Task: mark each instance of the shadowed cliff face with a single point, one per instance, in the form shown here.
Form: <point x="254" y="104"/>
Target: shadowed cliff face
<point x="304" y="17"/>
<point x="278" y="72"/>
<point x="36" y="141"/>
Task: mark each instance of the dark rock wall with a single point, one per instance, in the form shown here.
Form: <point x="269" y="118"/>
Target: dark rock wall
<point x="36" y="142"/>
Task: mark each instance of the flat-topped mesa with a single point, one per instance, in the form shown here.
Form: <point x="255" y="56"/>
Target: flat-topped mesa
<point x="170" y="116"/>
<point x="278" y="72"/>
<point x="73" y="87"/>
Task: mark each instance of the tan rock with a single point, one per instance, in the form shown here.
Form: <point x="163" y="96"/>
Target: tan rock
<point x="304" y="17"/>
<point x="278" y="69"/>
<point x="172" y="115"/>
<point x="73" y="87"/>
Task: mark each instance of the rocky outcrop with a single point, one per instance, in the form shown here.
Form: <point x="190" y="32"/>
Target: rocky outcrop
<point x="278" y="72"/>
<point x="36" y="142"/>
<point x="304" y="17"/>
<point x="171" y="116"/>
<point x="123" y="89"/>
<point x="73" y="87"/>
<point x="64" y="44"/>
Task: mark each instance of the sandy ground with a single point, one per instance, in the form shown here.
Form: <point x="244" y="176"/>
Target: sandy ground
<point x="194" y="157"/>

The problem —
Transcribe the data above so that every line matches exactly.

Result for this exercise —
Task: mark each instance of the shadowed cliff face with a single point, one per instance, in the form shown here.
Form: <point x="254" y="104"/>
Target: shadowed cliff face
<point x="304" y="17"/>
<point x="278" y="72"/>
<point x="36" y="141"/>
Task: mark each instance of the dark rock wall with a single point, one per instance, in the form shown here.
Form: <point x="269" y="118"/>
Target: dark rock wall
<point x="36" y="142"/>
Task: mark each instance of the flat-topped mesa with a single point, one per instance, in the form shown here.
Form: <point x="255" y="56"/>
Target: flat-topped mesa
<point x="170" y="116"/>
<point x="278" y="72"/>
<point x="73" y="87"/>
Task: mark each instance of the tan rock with a single point, one per instance, in the form shown here.
Form: <point x="163" y="96"/>
Target: tan rock
<point x="304" y="17"/>
<point x="278" y="69"/>
<point x="172" y="115"/>
<point x="73" y="87"/>
Task: mark each instance of the rocky outcrop with a single point, one per instance, in the form shown here.
Form: <point x="190" y="32"/>
Target: rocky outcrop
<point x="278" y="72"/>
<point x="36" y="142"/>
<point x="304" y="17"/>
<point x="171" y="116"/>
<point x="123" y="89"/>
<point x="73" y="87"/>
<point x="64" y="44"/>
Task: mark each instance of the sandy ground with a single point, one per instance, in the form shown here.
Form: <point x="244" y="176"/>
Target: sandy ground
<point x="194" y="157"/>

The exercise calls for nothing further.